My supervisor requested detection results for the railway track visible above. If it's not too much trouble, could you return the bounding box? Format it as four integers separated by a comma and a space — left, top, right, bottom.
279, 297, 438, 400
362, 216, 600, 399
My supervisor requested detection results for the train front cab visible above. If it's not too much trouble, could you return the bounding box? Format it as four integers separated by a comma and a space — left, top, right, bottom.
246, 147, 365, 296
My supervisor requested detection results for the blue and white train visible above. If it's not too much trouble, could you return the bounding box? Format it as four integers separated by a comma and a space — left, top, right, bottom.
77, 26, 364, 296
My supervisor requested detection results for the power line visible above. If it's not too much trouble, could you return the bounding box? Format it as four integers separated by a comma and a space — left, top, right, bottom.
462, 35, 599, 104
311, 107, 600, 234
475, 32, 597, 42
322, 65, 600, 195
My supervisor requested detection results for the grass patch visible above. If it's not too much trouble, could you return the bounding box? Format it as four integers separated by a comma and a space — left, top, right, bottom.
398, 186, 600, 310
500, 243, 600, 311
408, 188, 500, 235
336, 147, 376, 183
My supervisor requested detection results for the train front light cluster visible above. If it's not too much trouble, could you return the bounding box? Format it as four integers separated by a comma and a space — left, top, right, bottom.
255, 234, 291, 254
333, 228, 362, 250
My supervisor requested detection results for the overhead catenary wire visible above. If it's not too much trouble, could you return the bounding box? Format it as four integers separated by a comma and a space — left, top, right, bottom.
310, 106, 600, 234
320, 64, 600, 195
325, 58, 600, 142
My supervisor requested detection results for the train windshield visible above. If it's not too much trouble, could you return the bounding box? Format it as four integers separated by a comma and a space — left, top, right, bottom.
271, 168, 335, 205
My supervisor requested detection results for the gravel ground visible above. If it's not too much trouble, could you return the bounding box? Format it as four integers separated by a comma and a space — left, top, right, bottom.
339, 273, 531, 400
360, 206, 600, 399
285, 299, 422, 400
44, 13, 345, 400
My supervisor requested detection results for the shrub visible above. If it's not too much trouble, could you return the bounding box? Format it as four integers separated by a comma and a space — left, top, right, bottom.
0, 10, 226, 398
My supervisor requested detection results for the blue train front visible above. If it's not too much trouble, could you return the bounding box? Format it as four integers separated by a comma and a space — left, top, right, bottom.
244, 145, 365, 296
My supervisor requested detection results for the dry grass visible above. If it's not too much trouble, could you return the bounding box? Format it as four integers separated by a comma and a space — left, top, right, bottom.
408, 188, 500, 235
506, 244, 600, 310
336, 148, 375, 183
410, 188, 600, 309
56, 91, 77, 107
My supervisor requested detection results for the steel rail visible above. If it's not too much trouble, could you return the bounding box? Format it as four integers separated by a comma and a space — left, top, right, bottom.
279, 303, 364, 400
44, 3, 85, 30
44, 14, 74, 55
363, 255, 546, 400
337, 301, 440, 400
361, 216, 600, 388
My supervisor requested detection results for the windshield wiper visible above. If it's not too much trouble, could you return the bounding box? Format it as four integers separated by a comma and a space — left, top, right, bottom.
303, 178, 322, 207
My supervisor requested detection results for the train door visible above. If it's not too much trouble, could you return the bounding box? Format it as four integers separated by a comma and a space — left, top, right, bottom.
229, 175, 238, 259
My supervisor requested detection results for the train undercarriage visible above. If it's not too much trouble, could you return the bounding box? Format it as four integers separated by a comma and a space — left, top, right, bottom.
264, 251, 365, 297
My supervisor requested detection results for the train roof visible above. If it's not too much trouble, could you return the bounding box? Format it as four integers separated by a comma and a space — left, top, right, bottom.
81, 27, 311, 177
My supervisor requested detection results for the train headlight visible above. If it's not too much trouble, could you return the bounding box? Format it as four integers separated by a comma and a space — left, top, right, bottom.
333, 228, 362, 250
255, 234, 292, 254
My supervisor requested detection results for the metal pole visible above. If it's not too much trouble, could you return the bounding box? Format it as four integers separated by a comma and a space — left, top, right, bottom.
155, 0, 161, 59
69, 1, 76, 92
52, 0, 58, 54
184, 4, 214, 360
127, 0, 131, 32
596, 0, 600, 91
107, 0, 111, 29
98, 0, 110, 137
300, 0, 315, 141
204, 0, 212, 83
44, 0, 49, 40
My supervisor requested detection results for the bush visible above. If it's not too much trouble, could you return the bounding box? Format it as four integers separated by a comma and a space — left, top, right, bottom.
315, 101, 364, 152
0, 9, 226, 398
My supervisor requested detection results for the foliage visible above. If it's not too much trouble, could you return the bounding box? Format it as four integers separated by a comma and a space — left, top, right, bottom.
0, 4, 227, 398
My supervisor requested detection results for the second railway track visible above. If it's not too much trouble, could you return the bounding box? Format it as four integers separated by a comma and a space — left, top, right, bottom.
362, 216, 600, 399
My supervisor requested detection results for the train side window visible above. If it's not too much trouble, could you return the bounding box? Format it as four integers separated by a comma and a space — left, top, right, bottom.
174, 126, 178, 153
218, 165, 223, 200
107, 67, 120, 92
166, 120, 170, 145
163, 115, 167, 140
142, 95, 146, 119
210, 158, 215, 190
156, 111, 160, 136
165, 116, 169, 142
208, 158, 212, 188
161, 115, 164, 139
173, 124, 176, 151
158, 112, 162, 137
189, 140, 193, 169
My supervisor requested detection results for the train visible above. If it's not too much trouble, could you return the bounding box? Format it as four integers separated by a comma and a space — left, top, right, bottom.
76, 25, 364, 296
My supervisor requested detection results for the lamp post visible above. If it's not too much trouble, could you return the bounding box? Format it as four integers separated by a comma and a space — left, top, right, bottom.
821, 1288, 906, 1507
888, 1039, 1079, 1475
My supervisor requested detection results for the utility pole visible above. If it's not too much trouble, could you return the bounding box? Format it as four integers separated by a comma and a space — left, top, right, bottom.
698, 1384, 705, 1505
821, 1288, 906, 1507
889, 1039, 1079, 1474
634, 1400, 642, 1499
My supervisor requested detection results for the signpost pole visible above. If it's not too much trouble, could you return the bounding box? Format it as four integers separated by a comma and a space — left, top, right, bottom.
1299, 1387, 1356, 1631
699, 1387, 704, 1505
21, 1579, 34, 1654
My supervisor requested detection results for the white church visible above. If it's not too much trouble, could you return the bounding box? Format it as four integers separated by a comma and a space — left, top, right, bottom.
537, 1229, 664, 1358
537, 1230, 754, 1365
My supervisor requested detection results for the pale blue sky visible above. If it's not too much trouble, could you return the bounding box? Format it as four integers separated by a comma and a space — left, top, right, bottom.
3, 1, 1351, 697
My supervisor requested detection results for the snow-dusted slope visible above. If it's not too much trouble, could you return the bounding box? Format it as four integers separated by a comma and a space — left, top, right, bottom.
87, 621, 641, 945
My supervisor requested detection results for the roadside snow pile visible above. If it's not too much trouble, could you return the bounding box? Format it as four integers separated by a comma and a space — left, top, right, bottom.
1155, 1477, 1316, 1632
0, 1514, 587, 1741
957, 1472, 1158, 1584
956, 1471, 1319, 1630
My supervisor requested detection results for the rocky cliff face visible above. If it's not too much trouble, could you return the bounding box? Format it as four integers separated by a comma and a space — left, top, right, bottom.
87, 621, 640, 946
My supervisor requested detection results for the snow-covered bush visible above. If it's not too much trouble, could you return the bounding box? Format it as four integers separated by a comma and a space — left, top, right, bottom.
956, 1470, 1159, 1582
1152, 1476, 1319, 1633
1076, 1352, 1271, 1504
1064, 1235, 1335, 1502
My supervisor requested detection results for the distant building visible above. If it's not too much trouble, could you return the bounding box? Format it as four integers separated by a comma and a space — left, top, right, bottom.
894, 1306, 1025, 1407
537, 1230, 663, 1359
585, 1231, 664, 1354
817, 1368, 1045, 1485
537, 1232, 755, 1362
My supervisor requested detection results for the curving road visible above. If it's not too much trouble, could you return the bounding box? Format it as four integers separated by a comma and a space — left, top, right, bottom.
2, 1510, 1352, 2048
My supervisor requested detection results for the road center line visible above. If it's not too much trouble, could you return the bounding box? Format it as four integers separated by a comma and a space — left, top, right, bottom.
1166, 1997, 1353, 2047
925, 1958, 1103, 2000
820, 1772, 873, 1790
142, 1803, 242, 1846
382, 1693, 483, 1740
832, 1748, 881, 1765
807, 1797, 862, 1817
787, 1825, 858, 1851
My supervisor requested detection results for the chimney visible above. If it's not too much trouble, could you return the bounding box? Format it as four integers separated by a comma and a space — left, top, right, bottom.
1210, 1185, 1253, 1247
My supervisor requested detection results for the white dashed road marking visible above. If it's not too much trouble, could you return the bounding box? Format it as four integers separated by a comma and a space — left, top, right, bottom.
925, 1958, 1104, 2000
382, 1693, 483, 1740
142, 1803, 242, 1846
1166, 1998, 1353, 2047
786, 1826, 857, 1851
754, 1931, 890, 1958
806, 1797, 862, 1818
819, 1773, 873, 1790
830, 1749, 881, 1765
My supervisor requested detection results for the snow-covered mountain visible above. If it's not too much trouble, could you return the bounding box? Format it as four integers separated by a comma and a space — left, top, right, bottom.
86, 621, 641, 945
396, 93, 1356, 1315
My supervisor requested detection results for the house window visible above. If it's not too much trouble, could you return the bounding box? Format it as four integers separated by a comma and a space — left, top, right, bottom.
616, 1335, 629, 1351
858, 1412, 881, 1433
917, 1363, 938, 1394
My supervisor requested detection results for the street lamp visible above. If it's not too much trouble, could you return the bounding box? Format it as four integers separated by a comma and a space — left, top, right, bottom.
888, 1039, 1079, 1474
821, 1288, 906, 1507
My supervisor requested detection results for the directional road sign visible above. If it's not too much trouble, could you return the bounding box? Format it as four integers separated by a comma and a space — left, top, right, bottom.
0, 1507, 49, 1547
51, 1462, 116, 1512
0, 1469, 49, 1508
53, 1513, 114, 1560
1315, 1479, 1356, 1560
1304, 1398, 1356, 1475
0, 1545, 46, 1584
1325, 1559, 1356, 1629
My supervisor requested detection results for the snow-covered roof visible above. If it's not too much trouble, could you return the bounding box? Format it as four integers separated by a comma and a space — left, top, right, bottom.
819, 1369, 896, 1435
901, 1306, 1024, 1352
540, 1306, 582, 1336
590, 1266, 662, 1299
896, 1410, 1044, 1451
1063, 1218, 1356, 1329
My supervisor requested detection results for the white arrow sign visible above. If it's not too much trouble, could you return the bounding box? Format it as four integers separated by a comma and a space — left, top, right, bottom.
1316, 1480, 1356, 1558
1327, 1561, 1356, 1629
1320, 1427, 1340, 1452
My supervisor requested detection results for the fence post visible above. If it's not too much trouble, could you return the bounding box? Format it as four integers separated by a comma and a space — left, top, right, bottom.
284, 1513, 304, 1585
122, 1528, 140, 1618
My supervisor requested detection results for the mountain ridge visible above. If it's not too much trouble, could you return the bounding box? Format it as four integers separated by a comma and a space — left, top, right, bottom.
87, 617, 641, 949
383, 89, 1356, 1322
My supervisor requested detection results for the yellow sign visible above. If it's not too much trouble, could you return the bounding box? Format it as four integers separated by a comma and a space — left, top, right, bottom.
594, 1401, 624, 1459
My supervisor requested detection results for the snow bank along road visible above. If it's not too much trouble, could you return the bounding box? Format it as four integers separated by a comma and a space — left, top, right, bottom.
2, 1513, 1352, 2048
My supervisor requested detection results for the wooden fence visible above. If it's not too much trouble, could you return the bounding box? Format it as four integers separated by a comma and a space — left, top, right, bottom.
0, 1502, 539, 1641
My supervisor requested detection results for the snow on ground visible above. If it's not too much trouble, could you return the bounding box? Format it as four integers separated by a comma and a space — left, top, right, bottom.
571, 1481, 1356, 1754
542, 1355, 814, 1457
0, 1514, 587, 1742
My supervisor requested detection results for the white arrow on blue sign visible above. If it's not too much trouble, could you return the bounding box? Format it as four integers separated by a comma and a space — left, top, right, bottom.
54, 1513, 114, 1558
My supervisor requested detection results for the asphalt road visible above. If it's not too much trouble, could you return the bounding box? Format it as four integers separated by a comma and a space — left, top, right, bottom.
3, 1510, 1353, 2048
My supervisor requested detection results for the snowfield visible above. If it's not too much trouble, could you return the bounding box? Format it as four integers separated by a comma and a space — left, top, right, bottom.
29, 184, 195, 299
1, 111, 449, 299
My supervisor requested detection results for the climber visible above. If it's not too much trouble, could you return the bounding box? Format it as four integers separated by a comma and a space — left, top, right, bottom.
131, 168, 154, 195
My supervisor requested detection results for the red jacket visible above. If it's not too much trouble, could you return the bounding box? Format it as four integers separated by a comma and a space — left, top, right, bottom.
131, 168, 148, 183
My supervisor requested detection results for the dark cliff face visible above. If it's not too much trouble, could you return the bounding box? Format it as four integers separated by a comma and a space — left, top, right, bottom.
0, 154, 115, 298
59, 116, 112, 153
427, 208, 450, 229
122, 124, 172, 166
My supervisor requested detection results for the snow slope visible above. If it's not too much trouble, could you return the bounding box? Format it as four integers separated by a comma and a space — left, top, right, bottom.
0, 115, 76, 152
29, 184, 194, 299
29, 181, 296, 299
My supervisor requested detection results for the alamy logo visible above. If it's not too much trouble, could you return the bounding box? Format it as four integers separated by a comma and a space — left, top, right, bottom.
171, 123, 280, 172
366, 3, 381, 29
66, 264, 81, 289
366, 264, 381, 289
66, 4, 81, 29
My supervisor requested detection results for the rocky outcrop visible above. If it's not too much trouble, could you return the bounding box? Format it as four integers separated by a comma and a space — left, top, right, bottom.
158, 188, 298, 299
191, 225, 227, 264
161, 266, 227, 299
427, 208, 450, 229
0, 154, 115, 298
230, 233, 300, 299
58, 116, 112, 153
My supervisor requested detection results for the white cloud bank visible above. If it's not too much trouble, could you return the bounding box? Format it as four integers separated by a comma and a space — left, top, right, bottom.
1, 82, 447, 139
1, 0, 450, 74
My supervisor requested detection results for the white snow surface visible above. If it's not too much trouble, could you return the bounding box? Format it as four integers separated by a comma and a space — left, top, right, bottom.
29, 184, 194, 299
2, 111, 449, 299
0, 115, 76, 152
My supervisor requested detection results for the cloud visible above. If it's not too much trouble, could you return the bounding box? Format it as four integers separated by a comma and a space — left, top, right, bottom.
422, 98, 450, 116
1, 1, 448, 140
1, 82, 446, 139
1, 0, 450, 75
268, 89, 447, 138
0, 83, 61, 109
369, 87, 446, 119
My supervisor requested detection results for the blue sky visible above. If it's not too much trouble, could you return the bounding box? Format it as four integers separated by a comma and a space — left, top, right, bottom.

————

Write out, word for word, every line from the one containing "My supervisor requested detection results for the cloud" through the last line of the records above.

▶ [FINISHED EXERCISE]:
My supervisor requested detection results for the cloud visible above. If it's not too much trouble, could you return the bounding box? Format it as four integers separated by a comma and a space — left, top, right, bottom.
422, 98, 450, 116
1, 1, 448, 140
1, 82, 446, 139
1, 0, 450, 75
268, 89, 447, 138
0, 83, 61, 109
369, 87, 446, 119
My supervisor requested detection results for the blue sky visible above. If it's not too much trouble, could you return the bounding box? Format it as four integers separated by a comma and a space — left, top, right, bottom.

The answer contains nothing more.